◆ TUGAS ANDA ◆
Berdasarkan dokumen di bawah, sebutkan semua kegiatan saat jam istirahat yang diceritakan tante Tia dari masa kelas 1 SD-nya.

◆ DOKUMEN ◆
===============
Thursday, February 10, 2005

Gimana dong?


Dua hari yang lalu, sepupu saya menelepon dari Surabaya. Ia ibu muda dengan tiga anak berusia 7 tahun, 5 tahun, dan 4 tahun.

"Tia, gimana ini anakku?"
"Kenapa, mbak?"
"Oki ini lho... dia nggak mau belajar. Terus Nino, sudah bisa mbaca tapi ndak bisa nulis."
"Begitu? Oki kelas satu kan."
"Iya... Nino tahun ini juga masuk kelas satu."
"Oki sekolah dari jam berapa sampai jam berapa, mbak?"

Meluncur lah cerita si mbak tentang Oki kecil yang sekolah di sebuah sekolah bernuansa Islam. Full day program. Masuk jam 7 pagi, pulang jam 2 siang. Istirahat dua kali, masing-masing 30 menit tapi pakai sholat dhuha, sholat dzuhur plus makan. Si Mbak yang sudah mulai stress dengan berbagai ulangan umum, ulangan harian, blah blah blah, pusing sekali melihat anaknya menolak disuruh menghadapi buku lagi sesampainya di rumah.
"Aku tuh capek ma... aku sudah seharian duduk di kelas mendengarkan bu guru. Aku mau main.!"

Siapa yang tidak, Ki?
Waktu tante Tia kelas 1 SD, sekolahnya cuma dua jam. Kalau istirahat kami makan kue sebentar lalu main kejar-kejaran. Kadang-kadang berjinjit dan mengintip kelas 3 yang sudah keren karena sudah belajar peta buta. Tante Tia tidak ingat capek mendengarkan bu guru, tapi ingat banyak permainan bersama teman-teman. Tentu saja ada PR, tapi tidak segunung. Hanya beberapa lembar yang menantang untuk dikerjakan sendirian.

Saya katakan pada sepupu saya, anaknya perlu bermain. Anaknya perlu waktu tidak terstruktur untuk dirinya sendiri. Saya juga capek dan tidak mau belajar lagi kalau saya sekolah 7 jam sehari dengan posisi duduk manis disuruh mendengarkan lalu menghafalkan. Believe me sis, i've been through that in my highschool years and i did exactly the same thing like your son.
===============
◆ DATA TERSEDIA ◆
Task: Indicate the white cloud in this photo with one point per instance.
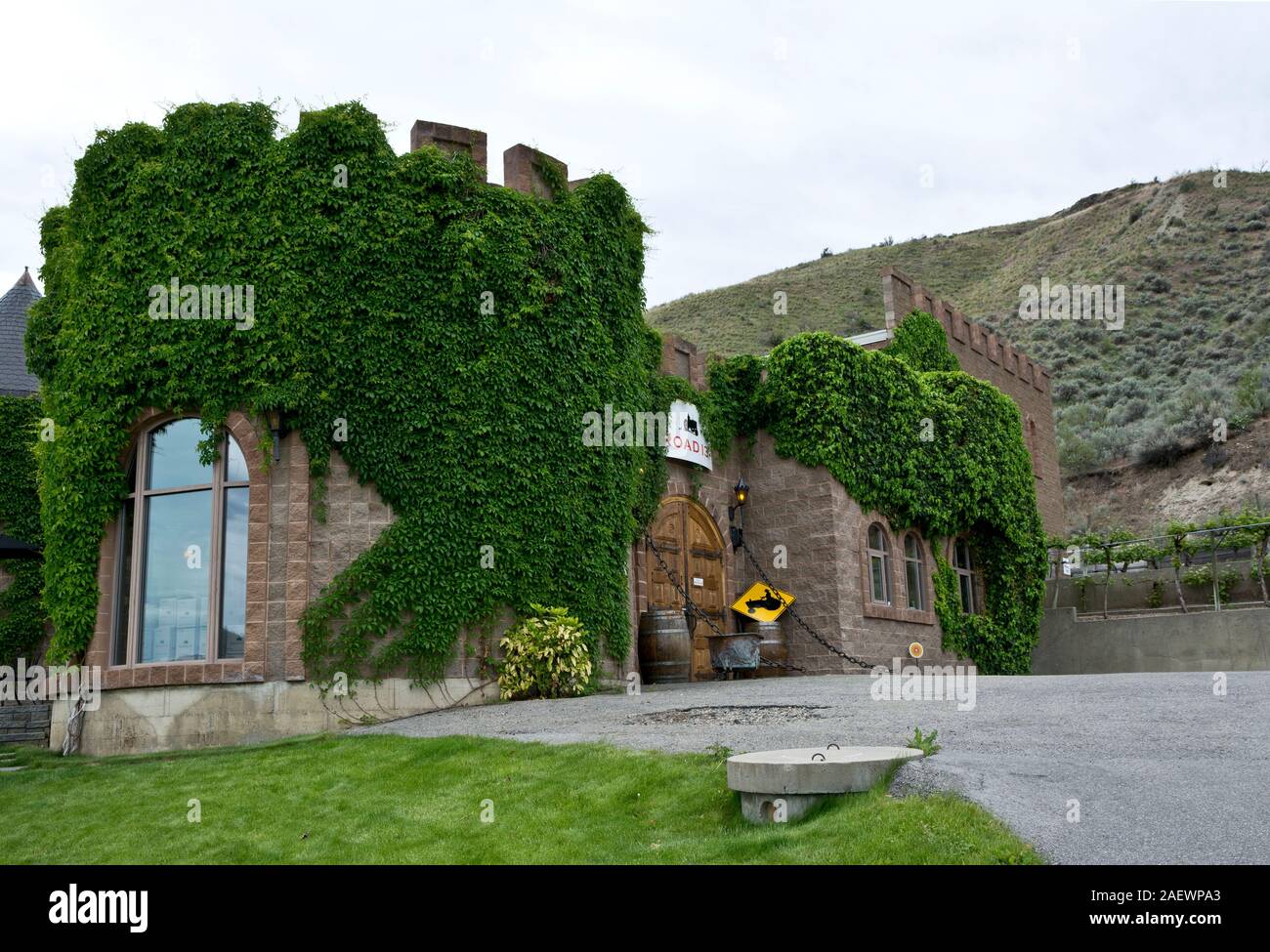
(750, 136)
===============
◆ JAWABAN TUGAS ◆
- Makan kue sebentar
- Main kejar-kejaran
- Berjinjit dan mengintip kelas 3